**DATA TO PROCESS**.
_ _ _

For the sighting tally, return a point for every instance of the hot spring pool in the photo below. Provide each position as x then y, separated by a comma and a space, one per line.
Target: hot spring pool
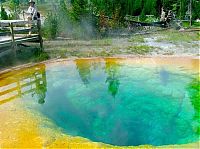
122, 102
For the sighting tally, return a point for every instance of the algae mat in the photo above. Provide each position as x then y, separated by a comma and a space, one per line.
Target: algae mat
101, 103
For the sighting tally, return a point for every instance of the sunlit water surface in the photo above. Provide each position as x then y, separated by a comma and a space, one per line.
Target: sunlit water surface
115, 101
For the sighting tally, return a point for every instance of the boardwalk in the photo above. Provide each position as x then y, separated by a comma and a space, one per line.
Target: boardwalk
15, 32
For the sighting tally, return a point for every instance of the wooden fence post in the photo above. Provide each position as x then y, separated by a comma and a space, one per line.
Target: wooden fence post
40, 34
13, 38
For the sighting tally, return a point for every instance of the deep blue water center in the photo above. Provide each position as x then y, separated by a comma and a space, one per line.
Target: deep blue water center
121, 103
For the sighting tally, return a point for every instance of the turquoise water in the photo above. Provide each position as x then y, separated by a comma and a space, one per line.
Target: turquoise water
120, 103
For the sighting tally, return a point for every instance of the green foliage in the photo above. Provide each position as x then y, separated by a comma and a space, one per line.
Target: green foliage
4, 15
142, 16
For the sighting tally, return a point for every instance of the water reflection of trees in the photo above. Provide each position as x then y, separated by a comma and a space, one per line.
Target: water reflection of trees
83, 68
27, 81
194, 93
111, 68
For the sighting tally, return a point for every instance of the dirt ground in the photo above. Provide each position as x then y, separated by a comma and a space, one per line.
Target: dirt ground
161, 43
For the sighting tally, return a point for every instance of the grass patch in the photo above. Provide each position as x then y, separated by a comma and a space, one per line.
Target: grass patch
137, 39
102, 42
176, 36
139, 49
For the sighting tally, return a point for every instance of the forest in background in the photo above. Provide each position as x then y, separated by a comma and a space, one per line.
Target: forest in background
79, 18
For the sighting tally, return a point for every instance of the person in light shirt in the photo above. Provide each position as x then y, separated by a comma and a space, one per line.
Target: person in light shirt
32, 11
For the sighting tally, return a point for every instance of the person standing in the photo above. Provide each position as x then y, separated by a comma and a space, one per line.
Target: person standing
32, 11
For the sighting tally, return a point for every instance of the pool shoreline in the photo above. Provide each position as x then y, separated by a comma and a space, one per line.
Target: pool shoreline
64, 138
90, 58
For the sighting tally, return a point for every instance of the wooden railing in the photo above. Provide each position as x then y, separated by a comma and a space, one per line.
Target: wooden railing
18, 32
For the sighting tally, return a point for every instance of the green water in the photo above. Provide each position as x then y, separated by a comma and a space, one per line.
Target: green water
121, 103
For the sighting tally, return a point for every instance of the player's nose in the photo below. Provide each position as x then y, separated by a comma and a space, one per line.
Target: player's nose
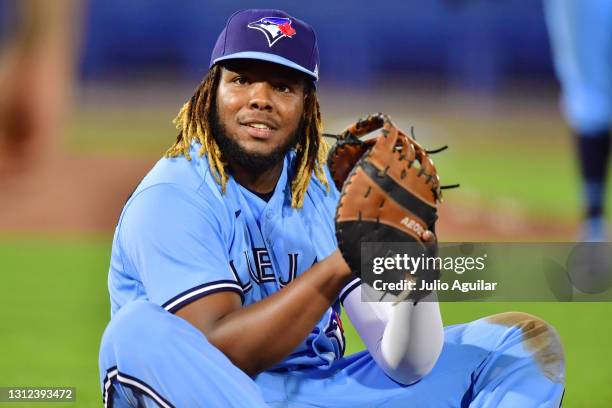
260, 98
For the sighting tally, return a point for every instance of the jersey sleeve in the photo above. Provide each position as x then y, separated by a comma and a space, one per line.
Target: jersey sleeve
173, 241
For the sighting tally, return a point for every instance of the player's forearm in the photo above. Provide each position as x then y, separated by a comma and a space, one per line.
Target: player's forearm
259, 336
405, 340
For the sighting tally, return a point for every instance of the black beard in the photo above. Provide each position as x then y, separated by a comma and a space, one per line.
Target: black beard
254, 162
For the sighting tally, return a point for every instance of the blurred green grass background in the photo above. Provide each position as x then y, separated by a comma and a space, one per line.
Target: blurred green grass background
55, 294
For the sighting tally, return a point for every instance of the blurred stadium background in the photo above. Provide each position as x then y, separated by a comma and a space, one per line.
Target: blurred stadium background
475, 75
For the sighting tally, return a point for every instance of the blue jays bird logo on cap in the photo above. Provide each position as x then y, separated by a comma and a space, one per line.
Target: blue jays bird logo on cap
274, 28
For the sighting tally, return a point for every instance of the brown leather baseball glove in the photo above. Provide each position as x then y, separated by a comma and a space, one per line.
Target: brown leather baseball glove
389, 193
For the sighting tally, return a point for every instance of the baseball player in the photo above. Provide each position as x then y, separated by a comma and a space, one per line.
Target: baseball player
581, 39
226, 281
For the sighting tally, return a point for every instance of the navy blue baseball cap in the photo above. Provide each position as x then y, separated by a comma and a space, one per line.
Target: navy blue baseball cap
269, 35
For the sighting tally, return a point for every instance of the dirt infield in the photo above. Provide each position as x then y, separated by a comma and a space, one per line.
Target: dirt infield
85, 194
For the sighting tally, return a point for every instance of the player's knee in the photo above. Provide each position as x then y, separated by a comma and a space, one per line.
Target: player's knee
539, 338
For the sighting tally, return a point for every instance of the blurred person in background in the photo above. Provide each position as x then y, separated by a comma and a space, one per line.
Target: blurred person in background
581, 39
36, 78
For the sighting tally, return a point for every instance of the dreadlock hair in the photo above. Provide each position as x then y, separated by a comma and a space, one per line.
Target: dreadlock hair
194, 124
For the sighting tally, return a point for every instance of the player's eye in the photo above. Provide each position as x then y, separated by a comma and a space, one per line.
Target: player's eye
240, 80
283, 88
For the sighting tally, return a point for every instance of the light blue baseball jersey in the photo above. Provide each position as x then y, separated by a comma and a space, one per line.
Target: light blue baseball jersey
581, 39
180, 238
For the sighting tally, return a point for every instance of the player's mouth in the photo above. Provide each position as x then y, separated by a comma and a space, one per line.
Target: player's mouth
259, 129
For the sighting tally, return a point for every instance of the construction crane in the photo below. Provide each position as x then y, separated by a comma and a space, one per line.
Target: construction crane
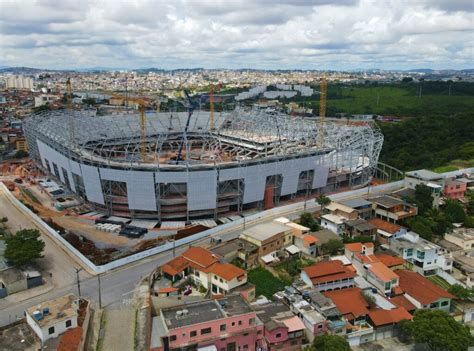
322, 109
142, 105
211, 105
69, 106
190, 106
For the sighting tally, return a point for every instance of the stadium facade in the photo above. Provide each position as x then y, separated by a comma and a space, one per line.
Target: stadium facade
252, 160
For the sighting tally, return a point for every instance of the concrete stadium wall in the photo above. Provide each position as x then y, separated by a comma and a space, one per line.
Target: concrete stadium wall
235, 225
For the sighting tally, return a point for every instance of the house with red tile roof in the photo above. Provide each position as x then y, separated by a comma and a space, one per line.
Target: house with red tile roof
385, 230
329, 275
422, 293
392, 262
384, 321
205, 269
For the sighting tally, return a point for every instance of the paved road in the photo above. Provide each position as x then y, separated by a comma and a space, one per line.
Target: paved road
117, 286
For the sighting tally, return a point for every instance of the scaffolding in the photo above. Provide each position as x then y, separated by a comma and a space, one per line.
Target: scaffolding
242, 138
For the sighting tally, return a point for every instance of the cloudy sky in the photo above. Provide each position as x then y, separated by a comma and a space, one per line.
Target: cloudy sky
270, 34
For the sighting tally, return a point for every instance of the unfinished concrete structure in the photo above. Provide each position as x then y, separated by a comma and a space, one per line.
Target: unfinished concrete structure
251, 160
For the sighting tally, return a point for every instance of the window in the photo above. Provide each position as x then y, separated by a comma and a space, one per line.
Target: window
206, 331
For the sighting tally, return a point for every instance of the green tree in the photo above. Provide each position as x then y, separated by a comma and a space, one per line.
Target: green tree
21, 154
332, 246
24, 247
307, 220
330, 343
460, 292
439, 331
423, 198
454, 211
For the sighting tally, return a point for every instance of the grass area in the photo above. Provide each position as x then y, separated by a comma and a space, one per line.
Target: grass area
443, 169
440, 281
397, 100
265, 283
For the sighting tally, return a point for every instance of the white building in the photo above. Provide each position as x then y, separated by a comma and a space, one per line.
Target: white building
427, 258
431, 179
19, 82
52, 318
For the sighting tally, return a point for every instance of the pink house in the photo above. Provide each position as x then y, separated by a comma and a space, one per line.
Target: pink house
454, 189
228, 323
283, 330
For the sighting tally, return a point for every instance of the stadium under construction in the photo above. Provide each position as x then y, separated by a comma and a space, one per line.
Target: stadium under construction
182, 169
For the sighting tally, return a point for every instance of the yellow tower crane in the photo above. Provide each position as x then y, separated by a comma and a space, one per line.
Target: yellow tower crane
322, 109
70, 108
211, 105
142, 105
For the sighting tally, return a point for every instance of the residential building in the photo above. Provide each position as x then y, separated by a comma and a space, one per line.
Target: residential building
269, 237
237, 249
354, 309
227, 323
434, 181
462, 237
454, 189
422, 293
283, 330
392, 262
52, 318
322, 237
329, 275
360, 227
333, 223
363, 207
205, 269
385, 230
392, 209
307, 244
341, 210
427, 258
385, 321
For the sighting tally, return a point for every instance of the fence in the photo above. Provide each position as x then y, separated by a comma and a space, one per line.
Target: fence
235, 225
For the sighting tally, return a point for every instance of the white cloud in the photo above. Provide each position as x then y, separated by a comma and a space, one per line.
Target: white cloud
237, 33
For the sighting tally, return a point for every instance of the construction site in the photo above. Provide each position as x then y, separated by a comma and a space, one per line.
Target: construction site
180, 166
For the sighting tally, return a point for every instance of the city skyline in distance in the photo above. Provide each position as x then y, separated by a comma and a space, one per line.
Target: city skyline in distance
348, 35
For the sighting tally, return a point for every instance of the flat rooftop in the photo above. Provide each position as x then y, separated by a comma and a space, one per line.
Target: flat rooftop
204, 311
189, 314
265, 231
62, 308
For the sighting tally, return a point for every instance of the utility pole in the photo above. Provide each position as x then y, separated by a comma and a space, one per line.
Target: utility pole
78, 281
100, 292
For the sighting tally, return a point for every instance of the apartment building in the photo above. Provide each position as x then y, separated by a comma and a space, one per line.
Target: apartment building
434, 181
329, 275
227, 323
427, 258
392, 209
422, 293
205, 269
454, 189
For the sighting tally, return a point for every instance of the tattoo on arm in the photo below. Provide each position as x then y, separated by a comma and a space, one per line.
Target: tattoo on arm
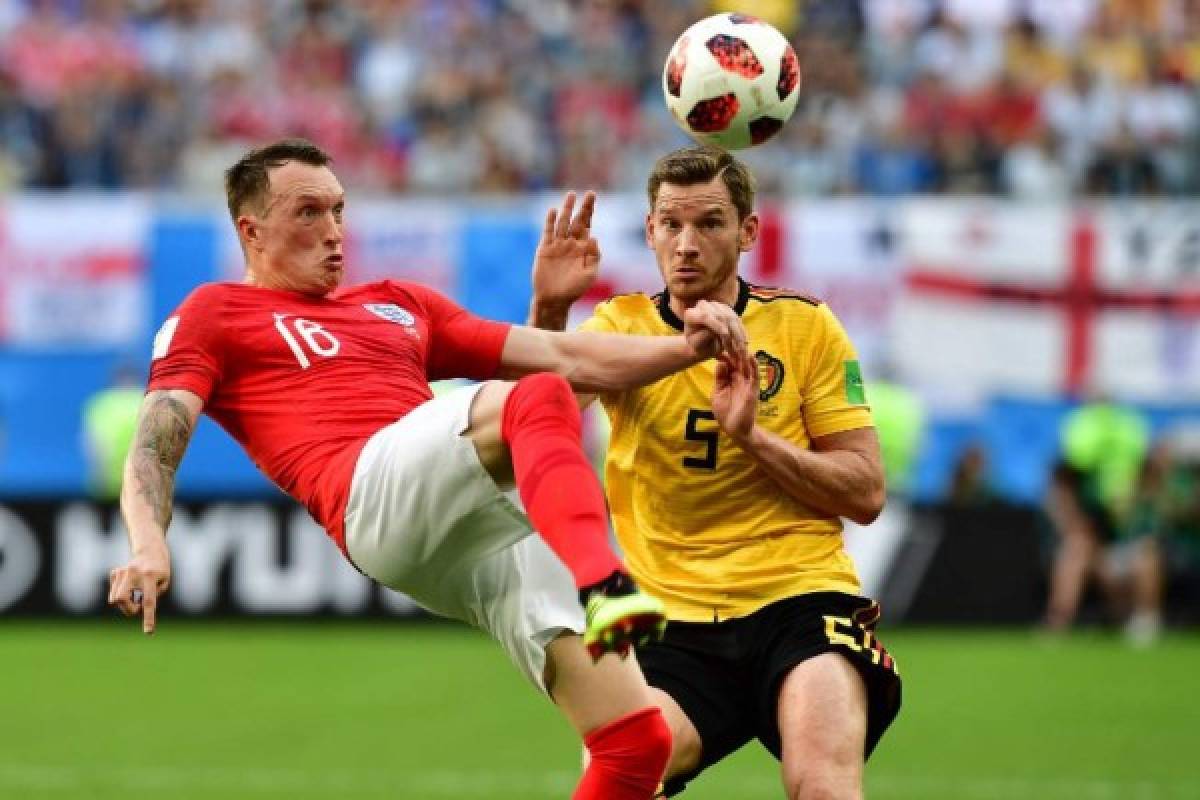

_ _ _

Write out again, word for word, the lines from the one containing "of the flat" through the last of the records, leaving the pictures out.

**CORRECT RESPONSE**.
For the sighting tally, return a point for every instance of the flat rooftop in the photo above. Provide each position as x then y, separated by a comma and a space, one per line.
Target: flat rooftop
204, 311
189, 314
265, 231
62, 308
For the sighting tally, return a point for every instance of the utility pole in the photo above. Provide each position as x then y, separated by a comma and a space, one per line.
Target: utility pole
78, 281
100, 292
For the sighting tally, return a point for every instance of the apartment building in the photo above. Provide each position as x then y, separated by a comma and a space, one per line.
Target: apartment building
434, 181
329, 275
227, 323
427, 258
392, 209
422, 293
205, 269
454, 189
For the sighting tally, return a point for every instance of the tattoo on arm in the photo below. Provide each position as x then y, separated by a comma and a space, one per line.
Target: tattoo on arm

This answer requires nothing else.